— begin Raw records —

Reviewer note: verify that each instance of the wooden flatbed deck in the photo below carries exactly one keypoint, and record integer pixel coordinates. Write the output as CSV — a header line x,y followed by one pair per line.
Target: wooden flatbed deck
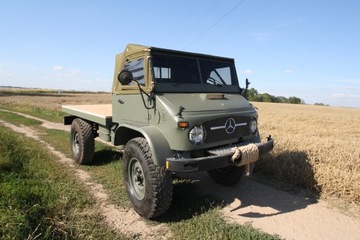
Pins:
x,y
98,113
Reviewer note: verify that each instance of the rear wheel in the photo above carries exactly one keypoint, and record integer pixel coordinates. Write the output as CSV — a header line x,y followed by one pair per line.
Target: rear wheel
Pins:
x,y
149,187
227,176
82,141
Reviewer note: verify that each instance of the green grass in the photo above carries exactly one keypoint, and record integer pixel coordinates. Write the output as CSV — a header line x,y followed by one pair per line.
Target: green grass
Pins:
x,y
17,120
191,215
40,198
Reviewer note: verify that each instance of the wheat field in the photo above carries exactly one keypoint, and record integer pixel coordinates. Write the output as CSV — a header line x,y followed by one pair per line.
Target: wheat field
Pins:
x,y
316,146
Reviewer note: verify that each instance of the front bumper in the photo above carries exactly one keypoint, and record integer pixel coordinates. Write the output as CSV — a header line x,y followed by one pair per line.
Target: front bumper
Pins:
x,y
218,158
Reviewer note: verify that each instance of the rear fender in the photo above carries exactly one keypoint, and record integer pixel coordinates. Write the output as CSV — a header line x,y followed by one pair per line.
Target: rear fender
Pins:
x,y
159,146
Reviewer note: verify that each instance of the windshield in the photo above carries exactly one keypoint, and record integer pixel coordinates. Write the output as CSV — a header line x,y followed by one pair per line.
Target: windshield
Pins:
x,y
174,73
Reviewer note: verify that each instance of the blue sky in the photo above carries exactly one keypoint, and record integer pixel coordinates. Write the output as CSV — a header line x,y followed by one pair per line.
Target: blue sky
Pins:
x,y
308,49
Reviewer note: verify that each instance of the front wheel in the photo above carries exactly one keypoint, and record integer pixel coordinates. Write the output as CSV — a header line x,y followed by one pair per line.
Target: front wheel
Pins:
x,y
149,187
82,141
227,176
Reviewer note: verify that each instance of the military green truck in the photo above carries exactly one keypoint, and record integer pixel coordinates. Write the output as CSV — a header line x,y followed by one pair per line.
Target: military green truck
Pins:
x,y
171,111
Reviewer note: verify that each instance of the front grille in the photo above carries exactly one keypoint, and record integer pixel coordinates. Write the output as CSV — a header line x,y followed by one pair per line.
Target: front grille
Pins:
x,y
216,129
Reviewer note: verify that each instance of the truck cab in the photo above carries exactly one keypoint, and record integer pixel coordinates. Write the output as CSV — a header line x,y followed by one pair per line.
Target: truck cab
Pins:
x,y
175,111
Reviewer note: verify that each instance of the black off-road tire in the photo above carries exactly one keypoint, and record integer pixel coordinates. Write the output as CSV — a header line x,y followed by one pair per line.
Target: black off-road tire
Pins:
x,y
149,187
82,141
228,176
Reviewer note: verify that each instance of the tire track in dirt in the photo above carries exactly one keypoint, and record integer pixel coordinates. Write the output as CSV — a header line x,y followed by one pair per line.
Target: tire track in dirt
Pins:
x,y
125,221
277,212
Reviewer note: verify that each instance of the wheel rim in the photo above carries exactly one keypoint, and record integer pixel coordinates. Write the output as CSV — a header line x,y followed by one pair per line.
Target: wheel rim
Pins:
x,y
75,144
136,179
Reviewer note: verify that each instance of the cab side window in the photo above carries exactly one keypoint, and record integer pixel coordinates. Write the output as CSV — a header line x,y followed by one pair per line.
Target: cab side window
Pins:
x,y
136,67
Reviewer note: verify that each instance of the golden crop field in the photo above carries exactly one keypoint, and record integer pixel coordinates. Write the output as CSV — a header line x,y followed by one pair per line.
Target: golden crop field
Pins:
x,y
316,146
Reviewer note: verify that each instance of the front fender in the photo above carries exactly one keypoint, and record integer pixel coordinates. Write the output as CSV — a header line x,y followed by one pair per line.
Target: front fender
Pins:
x,y
159,146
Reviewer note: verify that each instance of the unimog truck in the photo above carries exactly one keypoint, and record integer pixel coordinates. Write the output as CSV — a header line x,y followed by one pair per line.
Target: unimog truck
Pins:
x,y
171,111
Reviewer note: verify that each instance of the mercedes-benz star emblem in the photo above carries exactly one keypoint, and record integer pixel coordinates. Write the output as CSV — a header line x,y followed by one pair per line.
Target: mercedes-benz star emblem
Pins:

— end Raw records —

*Exercise aim*
Write the listing above out again exactly, dropping each image.

*Full output*
Reviewer note: verify that each instance of the wooden flatbed deck in the photo below carries exactly one keypoint, and record integer pixel coordinates. Write the output as CSV — a header line x,y followed by one pair per line.
Target: wooden flatbed deck
Pins:
x,y
98,113
Reviewer note: verify that each instance of the rear wheel in the photo above carries exactly one keypoint, and record integer pixel coordinates. Write the output as CSV — a header line x,y followed by one pair per line.
Target: rear wheel
Pins:
x,y
149,187
227,176
82,141
Reviewer note: verify that each instance of the green grass in the photo above carries exactly one keypoint, and record integer pixel coordinates. Write the output as CSV — a header line x,y followed by one pair per line.
Target: green grass
Pins:
x,y
17,120
191,215
40,198
Reviewer note: verify that each instance of the wheat field in the photo above carries exactly one keypoint, and record integer pixel coordinates. Write the output as CSV — a header line x,y followed by one pair per line.
Target: wheat field
Pins:
x,y
316,146
Reviewer note: verify that each instance of the front bumper in the photo above carries exactly one keypoint, and record integer pixel coordinates. Write the output as CSV — a header line x,y followed by one pair per line.
Target: front bumper
Pins:
x,y
218,158
Reviewer note: verify that each instance of the rear fender in the photo above carries exactly one keypoint, and record integer pixel coordinates. Write the output as CSV — a header line x,y followed by one pair per line.
Target: rear fender
Pins:
x,y
159,146
Reviewer note: verify that each instance of the windshield in the photo above carries exactly one keypoint, and record integer pixel coordinates. Write the output as CSV — a header line x,y followed by one pair per line.
Target: windshield
Pins:
x,y
174,73
Reviewer note: verify that each instance of the blue sky in the photo above carries exactly one keypoint, and record integer pixel coordinates. Write the output as CSV — a header line x,y followed by one pair per line.
Target: blue sky
Pins:
x,y
308,49
Reviewer note: verify that each instance of the front wheel in the photo above carries exactly one keypoint, and record integer pixel coordinates. Write the output as CSV — a header line x,y followed by one pair per line.
Target: front wheel
Pins:
x,y
149,187
82,141
227,176
Reviewer note: verify that each instance of the military green truck in the photo above carries exactly one keypoint, and record integer pixel coordinates. Write the output as CSV — a header line x,y followed by one pair per line.
Target: military green truck
Pins:
x,y
171,111
Reviewer note: verify that each instance of the front grille in the photo above carries exactly one keypoint, and record integer pixel coordinates. Write the output as CSV — a header line x,y followed by one pair per line.
Target: front grille
Pins:
x,y
216,129
Reviewer note: verify that each instance of the truck cab in the photo above carries exactly one keypoint, and record integer pixel coordinates. Write the output as CSV — a header line x,y followed by one pair per line.
Target: truck cab
Pins:
x,y
175,111
Reviewer note: verify that each instance of the black off-road tire in the photo above carries exactly one keypoint, and record integer pixel coordinates. Write the output as CSV — a header line x,y followed by one pair per line.
Target: black off-road tire
Pins:
x,y
149,187
82,141
228,176
Reviewer note: verify that each instance of the tire track in dirt in the photo above carries exactly one keypoint, and record integer pixel coordinates. Write the output as CSV — a header line x,y followed by one pair per line.
Target: tire track in dirt
Pins:
x,y
125,221
277,212
Reviewer note: verify that each instance of the wheel rim in the photo above carries exactly one keypoint, and record integer pixel coordinates. Write the output as CSV — a header line x,y followed by one pair per line.
Target: wheel rim
Pins:
x,y
75,144
136,179
Reviewer note: verify that each instance of the cab side window in the photo above carries exactly one keypoint, and record integer pixel coordinates. Write the output as CSV — a header line x,y followed by one pair per line.
Target: cab side window
Pins:
x,y
136,67
Reviewer note: verify that each instance of the golden crop field in the photo above carries exactly one keypoint, and record integer pixel coordinates. Write the output as CSV — a header line x,y followed by one pair per line.
Target: golden crop field
Pins:
x,y
316,146
Reviewer note: verify that each instance of the front fender in the photo above carries exactly one keypoint, and record integer pixel coordinates. Write the output as CSV — a header line x,y followed by one pair per line.
Target: front fender
Pins:
x,y
159,146
Reviewer note: verify that each instance of the unimog truck in the photo above carries exactly one keypoint, and record integer pixel coordinates. Write the output as CSV — a header line x,y followed by one pair per line.
Target: unimog truck
Pins:
x,y
171,111
Reviewer note: verify that each instance of the mercedes-benz star emblem in the photo above carries exactly one keypoint, and record integer pixel coordinates. Write the output as CSV — a header line x,y followed by one pair per line.
Target: mercedes-benz star emblem
Pins:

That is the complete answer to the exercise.